%%

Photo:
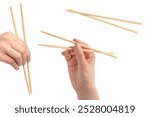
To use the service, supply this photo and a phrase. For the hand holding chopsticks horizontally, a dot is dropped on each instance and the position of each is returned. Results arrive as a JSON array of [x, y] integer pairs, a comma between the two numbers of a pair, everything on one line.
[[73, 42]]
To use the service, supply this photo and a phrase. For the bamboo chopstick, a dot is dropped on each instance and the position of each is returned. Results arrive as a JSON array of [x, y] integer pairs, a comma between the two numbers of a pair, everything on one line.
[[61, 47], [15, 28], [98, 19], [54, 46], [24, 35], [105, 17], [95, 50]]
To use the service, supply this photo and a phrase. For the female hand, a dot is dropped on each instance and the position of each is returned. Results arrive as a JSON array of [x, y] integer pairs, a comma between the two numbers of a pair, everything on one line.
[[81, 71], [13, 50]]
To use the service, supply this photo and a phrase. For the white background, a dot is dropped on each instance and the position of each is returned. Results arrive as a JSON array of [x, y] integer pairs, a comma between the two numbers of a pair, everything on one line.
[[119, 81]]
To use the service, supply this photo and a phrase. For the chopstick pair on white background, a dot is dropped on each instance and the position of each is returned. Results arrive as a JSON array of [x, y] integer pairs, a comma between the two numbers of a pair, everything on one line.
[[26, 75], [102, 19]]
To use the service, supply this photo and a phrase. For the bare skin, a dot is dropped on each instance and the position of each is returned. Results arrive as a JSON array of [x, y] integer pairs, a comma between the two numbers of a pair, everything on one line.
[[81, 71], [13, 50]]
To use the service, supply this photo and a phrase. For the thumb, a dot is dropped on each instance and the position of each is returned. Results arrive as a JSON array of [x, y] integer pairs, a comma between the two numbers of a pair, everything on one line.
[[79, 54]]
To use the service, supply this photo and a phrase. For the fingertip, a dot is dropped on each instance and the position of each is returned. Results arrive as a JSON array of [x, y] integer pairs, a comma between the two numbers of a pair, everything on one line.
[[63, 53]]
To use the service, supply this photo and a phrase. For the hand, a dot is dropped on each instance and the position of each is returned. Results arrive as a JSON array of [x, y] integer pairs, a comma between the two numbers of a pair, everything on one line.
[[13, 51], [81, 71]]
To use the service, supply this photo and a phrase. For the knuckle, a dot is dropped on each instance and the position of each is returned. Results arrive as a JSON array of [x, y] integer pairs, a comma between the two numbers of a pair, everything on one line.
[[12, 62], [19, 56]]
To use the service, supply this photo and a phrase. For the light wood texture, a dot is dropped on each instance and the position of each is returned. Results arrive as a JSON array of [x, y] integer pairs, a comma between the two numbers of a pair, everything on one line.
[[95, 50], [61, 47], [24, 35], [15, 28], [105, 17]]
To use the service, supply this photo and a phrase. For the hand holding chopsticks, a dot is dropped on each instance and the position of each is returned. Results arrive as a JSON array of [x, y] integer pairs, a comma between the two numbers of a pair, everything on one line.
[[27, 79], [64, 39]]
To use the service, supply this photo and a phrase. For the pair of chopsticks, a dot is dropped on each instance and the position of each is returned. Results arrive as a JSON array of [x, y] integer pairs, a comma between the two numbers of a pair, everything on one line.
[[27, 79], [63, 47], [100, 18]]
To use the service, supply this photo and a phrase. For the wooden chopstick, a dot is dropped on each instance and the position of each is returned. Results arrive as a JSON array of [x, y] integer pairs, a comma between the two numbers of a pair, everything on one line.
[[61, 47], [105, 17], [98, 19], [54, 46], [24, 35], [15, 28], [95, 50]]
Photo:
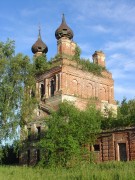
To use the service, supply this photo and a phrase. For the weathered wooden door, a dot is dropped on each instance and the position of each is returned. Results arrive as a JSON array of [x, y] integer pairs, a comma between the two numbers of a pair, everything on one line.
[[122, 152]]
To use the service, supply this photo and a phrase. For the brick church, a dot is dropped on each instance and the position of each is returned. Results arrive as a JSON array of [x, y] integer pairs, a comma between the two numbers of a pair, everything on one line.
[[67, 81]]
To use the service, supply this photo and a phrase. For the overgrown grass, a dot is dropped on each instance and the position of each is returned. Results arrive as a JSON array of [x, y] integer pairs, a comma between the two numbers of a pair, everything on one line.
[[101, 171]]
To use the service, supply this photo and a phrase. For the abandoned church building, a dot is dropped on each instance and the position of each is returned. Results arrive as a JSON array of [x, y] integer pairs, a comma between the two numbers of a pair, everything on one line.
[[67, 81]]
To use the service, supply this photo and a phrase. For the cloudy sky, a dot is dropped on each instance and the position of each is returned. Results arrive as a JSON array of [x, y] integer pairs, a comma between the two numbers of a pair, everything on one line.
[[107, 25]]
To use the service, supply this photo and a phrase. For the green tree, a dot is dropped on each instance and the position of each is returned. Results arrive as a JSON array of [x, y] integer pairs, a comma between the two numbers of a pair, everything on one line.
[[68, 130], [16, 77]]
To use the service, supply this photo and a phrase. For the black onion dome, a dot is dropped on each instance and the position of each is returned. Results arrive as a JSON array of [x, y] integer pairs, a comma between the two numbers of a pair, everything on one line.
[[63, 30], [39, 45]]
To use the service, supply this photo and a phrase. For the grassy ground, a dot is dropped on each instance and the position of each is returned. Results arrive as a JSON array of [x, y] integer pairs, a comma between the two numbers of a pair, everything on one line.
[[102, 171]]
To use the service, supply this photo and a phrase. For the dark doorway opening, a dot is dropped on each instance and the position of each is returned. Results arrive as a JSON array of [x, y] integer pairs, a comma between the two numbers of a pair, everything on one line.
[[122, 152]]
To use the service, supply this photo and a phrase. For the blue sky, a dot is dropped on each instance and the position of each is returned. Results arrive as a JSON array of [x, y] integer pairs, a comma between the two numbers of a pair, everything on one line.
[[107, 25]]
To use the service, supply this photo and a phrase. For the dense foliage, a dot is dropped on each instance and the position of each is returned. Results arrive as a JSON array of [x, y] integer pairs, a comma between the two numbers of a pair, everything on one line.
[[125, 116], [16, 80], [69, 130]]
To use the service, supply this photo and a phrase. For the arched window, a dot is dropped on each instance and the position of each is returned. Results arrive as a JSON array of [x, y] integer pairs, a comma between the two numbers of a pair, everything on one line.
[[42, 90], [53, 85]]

%%

WHAT THE TASK REQUIRES: The copy you write must hold every record verbatim and none of the pictures.

TASK RESULT:
Photo:
To use the service, supply this photo and a phrase. For the hand holding chopsticks horizontally, a dot is dropped on each instance and the position of each is returned. Results arrive as a JSON array of [x, y] integer pairs, a comma between the two numbers of a pair, everything on one line.
[[73, 42]]
To use the service, supply this photo and a phrase. For the bamboo chopstick, a dot is dropped on each instance and the position of each is returned. Results arrive as a JSON array of [x, y] integer pairs, a comma between the two numbers of a pair, everything on one line.
[[61, 47], [15, 28], [98, 19], [54, 46], [24, 35], [105, 17], [95, 50]]
To use the service, supply this photo and a phrase. For the female hand, a dot is dropped on each instance and the position of each is returned. Results arrive as a JSON array of [x, y] integer pairs, a comma between the two numbers of a pair, everything on one line.
[[81, 71], [13, 50]]
To use the service, supply this photo and a phrase. For the white background, a dot is dropped on each instance and the position of each is returned. Results arrive as a JSON array of [x, y] integer pairs, a comma between the two numbers of a pair, everything on one line.
[[119, 81]]
To use the service, supply this photo and a phrase. For the chopstick pair on white background, a dot is dropped on each instance and the position of each is returned. Results arrive as a JSON array of [x, y] integer pairs, a comma between the two numbers of a pair, everything on one line.
[[26, 75], [102, 19]]
To use the service, supply this photo and a phrase. For the bare skin, a dot is dropped on each instance and the position of each is returned. Results arrive as a JSON array of [x, y] integer pairs, a comma between the two numbers of a pair, everything on one line.
[[81, 71], [13, 50]]
To use the service, supply this photo and a phrase. For the thumb, a dot is dropped on each instance and the position of each is returned. Results arrive as a JSON array of [x, y] integer pairs, a comma between the two numbers of a pair, everything on one line.
[[79, 54]]
To use the service, supply this photo and a phrase. For the fingertip, a dot is dropped on each instance and the position of each is returned. Results arrive as a JSON array of [x, y] integer pairs, a comma between the two numbers of a pair, everything on one line.
[[63, 53]]
To use the service, supply this photo and a phrase. For the hand, a dot is dropped on each instance and the position of each is returned. Results arrive as a JSON array of [x, y] integer pairs, a comma between the two numbers of a pair, everything on one line.
[[13, 51], [81, 71]]
To use the service, supply this photo and a phrase. For the knuckle, a dot is dropped on each instance and the position of each is returned. Results arrive as a JSON array of [x, y] integer pairs, a comma between the two numbers of a pair, everything on one line.
[[12, 62], [19, 56]]
To use the service, supply this photo and a phrase. For the light wood texture, a dot is dropped on each instance and the position of each is returned. Results arrive as a JSON array of [x, y] integer pairs, a comma between the two numbers of a pair, everything on one line.
[[95, 50], [61, 47], [24, 35], [15, 28], [105, 17]]
To use the service, supply this photo and a phrase. For the hand holding chopsticks, a dot is dropped on each instance and the position of each is returned. Results arrive as a JSON array of [x, y] integer pairs, a comma between the two numbers of a pair, everything on one line.
[[27, 79], [64, 39]]
To use the service, supply this photo and a phrase. For the pair of chopsticks, a dot is dropped on each instance and the position of each is returned. Results arrive as a JSON array of [x, y] integer pairs, a comma between the two numbers of a pair, everything on one line.
[[27, 79], [63, 47], [100, 18]]
To use the service, supply this photo and a phrase. For the wooden chopstick, a dot is dropped on each instance and the position of each is returned. Results arrive as a JSON array of [x, y] integer pairs, a comma between the two numbers of a pair, everything on one line.
[[61, 47], [105, 17], [98, 19], [54, 46], [24, 35], [15, 28], [95, 50]]
Photo:
To use the service, supply this photo and a phrase. For the weathered wooden door, a dot is dropped on each instance and the position of each is returned. Results arrive as a JSON array of [x, y] integer pairs, a comma between the two numbers of a pair, everything on one line.
[[122, 152]]
To use the service, supply this photo and a phrase. For the brick church, a dot is dropped on each instance and the position of each is returned. Results arrive as a JSON array of [x, y] integer pairs, a comma between the two numbers of a pair, everything on one line.
[[67, 81]]
To use the service, supply this photo and a phrase. For the overgrown grass, a dot is dropped on each instance and the position of each is returned. Results arrive as a JSON array of [x, y] integer pairs, a comma between the two numbers of a pair, everything on one line.
[[101, 171]]
To use the service, supply this photo and a phrase. For the abandoned church building, a dot is dropped on each instance and the position of each is returned. Results arrive as a JSON array of [x, y] integer pairs, a comma between the two numbers of a pair, everything on one line.
[[67, 81]]
To use the service, supply this photo and a phrase. For the cloudy sky, a dot is dropped on each instance and the position of each is returned. Results arrive as a JSON array of [x, y] integer pairs, a comma between the two numbers of a pair, everything on one line.
[[107, 25]]
To use the service, supply this photo and a phrase. For the green tree, a dot is dropped on each instance and the position of each is returned. Results arrive as a JSON array of [x, y] integer pairs, a comma between the two numbers of a pair, everything on one line.
[[68, 130], [16, 77]]
To use the service, supply this photo and a phrase. For the black onion dome, a dot is dropped on each instance and the position of each is returned. Results arrive as a JSON array of [x, y] integer pairs, a comma between the two numbers of a pair, everything on one line.
[[63, 30], [39, 45]]
To use the service, supply this photo and a phrase. For the grassy ground, a dot is dropped on each instance and the position of each is returned. Results arrive as a JSON array of [x, y] integer pairs, a comma between the two numbers of a pair, everything on one line.
[[102, 171]]
To use the service, supply this photo and a phrase. For the dark doorway opening, a dot is dropped on each instance and the position of each is returned. Results arrive as a JSON array of [x, y] integer pairs, a comma between the two numbers of a pair, everything on one line.
[[122, 152]]
To use the service, supply this photo and a phrase. For the blue sky, a dot is dropped on each instance and the position of each is returned. Results arrive as a JSON array of [x, y] integer pairs, a comma between the two numbers of a pair, everything on one line.
[[107, 25]]
To use the service, supply this photo and a phrase. For the dense foliage, a dot is dropped on each instance and the position of each is returned. Results arrive as a JSON array of [x, y] integer pairs, a comma between the two numbers of a pair, everything on one line.
[[125, 116], [16, 80], [69, 130]]
To use the service, supply this photo and a phrase. For the arched window, a dot is dropped on each instance and the position of each is returned. Results arrive as a JSON array of [x, y] integer pairs, a comma between the two numbers of a pair, everything on one line.
[[42, 90], [53, 85]]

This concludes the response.